# Written request
List each line of the entries below that contains the word "thick", copying every such line in full.

# Exercise inputs
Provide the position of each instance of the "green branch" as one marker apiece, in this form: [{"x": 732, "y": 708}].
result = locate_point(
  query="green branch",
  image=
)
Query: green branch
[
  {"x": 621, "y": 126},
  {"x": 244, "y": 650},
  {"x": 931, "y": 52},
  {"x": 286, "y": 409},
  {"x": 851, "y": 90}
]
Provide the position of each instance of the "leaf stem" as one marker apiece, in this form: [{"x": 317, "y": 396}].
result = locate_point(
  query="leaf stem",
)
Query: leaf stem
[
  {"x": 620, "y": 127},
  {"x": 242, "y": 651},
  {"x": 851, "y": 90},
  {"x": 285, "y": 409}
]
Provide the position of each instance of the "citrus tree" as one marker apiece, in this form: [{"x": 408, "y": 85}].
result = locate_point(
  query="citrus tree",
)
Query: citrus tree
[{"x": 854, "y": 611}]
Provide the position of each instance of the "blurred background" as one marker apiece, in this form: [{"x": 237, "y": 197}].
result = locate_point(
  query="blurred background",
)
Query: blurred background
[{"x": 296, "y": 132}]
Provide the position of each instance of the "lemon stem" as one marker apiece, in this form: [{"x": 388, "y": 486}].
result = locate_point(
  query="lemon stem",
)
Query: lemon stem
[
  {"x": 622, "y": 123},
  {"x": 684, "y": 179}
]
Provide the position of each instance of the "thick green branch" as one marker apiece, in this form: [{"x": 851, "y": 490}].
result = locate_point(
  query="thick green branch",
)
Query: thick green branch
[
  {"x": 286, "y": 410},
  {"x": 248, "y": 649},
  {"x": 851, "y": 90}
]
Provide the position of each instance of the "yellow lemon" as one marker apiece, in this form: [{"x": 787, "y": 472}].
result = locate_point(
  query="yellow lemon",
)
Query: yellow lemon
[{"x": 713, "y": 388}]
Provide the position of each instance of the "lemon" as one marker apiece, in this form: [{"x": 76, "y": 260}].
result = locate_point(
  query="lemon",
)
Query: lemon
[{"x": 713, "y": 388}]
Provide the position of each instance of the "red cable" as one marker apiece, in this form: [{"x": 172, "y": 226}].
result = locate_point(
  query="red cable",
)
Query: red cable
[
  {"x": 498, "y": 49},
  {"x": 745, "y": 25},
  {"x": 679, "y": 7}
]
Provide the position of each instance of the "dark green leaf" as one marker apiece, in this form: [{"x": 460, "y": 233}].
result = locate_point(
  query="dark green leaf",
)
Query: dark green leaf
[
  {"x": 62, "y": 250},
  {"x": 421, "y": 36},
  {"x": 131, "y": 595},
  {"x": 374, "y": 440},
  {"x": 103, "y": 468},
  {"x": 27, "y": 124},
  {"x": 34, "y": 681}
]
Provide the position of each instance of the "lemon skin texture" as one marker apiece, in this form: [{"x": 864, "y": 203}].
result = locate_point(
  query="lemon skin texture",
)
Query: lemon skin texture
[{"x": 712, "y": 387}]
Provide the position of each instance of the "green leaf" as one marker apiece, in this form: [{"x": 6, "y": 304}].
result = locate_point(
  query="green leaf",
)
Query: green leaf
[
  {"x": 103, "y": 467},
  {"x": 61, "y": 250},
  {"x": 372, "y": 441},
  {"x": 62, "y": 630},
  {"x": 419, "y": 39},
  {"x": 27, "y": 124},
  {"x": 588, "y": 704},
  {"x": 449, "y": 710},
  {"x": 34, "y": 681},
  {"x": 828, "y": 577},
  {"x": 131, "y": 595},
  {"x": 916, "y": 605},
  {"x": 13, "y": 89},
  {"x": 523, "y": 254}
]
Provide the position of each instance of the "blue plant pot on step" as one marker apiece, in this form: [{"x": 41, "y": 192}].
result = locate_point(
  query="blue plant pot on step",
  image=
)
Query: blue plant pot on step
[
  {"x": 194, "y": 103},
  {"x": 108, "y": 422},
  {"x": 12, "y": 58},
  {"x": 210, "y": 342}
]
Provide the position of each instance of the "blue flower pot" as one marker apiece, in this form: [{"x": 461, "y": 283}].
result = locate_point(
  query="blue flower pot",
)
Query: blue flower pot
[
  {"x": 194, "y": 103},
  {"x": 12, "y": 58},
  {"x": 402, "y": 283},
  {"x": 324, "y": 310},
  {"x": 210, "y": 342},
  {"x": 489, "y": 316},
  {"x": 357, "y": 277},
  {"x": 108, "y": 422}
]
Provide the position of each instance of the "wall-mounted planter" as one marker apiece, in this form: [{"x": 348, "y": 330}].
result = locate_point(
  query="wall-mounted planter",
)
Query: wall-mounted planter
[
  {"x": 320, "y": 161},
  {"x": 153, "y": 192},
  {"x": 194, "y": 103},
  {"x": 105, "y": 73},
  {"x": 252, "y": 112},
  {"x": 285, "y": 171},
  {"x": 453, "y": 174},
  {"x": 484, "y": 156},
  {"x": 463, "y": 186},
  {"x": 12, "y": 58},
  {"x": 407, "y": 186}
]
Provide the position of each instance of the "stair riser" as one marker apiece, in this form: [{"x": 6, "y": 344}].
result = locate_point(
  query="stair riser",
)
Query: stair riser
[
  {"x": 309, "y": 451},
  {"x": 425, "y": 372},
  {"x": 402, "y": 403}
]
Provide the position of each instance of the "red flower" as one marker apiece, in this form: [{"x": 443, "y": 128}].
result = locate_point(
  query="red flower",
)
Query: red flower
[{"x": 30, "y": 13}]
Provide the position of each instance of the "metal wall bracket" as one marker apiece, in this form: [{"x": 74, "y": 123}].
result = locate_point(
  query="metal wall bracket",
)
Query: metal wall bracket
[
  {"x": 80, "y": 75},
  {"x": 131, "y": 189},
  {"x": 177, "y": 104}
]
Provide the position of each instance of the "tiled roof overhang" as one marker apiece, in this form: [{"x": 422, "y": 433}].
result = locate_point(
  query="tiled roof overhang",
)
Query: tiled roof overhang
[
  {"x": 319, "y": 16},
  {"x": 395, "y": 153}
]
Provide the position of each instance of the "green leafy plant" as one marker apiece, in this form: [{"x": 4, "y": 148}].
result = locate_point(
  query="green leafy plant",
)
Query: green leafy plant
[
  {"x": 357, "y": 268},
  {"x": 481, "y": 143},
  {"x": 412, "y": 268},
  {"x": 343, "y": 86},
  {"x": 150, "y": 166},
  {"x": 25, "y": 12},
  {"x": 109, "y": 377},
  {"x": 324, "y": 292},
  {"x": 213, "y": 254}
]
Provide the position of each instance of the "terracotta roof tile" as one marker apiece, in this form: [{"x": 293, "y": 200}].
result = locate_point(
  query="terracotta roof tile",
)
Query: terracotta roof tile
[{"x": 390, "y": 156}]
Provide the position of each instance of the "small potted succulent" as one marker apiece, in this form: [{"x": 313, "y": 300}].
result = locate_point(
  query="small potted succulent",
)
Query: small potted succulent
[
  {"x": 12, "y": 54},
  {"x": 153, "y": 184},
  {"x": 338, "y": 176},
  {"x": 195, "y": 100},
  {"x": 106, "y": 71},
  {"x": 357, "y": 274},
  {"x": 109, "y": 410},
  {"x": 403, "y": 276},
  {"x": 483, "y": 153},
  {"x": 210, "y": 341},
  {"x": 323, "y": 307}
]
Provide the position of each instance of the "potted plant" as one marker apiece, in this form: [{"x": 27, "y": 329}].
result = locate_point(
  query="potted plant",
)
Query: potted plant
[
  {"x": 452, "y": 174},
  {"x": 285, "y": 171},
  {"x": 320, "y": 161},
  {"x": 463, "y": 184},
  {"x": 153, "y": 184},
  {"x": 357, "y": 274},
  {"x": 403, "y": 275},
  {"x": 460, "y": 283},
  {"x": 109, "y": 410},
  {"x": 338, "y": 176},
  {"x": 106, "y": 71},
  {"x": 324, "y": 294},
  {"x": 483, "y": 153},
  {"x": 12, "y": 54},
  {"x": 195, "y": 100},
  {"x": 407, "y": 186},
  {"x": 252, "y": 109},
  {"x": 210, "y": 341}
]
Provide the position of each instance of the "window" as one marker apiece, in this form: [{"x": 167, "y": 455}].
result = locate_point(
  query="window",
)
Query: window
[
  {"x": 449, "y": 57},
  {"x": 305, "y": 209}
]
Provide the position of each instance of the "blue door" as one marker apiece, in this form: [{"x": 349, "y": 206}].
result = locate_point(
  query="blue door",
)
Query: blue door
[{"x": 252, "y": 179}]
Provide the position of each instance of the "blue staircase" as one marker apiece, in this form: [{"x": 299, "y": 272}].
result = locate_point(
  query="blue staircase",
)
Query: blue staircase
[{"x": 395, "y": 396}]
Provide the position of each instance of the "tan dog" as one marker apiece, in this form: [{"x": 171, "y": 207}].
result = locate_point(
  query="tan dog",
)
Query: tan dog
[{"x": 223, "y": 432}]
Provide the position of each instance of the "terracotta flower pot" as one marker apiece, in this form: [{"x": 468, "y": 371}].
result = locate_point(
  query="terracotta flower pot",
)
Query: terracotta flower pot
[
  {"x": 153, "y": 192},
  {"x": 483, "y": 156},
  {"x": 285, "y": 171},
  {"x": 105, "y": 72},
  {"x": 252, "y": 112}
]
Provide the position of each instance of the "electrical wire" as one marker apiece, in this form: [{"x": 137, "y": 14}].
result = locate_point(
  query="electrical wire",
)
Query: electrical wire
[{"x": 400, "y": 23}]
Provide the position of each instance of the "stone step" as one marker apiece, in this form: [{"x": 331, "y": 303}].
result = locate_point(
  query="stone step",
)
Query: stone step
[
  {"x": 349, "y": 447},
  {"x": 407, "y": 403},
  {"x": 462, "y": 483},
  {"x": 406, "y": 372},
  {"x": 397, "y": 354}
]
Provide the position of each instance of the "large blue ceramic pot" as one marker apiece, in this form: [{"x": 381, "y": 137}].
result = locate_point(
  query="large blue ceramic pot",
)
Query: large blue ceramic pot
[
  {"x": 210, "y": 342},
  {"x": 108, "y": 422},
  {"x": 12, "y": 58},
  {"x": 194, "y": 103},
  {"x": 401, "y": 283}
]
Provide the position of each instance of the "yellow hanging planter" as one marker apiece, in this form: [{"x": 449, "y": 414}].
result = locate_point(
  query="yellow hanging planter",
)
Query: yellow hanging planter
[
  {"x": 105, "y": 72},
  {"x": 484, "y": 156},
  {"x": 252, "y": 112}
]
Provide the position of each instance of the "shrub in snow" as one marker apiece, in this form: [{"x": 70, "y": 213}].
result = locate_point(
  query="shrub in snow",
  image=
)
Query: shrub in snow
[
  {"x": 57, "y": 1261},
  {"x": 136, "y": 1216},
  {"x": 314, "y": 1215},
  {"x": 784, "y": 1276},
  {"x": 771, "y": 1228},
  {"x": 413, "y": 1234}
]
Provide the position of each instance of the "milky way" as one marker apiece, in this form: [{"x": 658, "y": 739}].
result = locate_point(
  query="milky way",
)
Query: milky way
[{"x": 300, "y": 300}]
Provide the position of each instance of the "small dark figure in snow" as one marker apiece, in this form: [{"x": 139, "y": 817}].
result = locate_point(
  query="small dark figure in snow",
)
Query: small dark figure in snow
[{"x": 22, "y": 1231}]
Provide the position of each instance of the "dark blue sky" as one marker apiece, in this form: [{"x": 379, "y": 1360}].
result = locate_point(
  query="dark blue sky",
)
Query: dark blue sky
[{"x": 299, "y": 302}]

# Problem solution
Provide the position of each instance of the "thick green branch" as one marker apiece, in this form: [{"x": 851, "y": 490}].
  query="thick green branch",
Query: thick green branch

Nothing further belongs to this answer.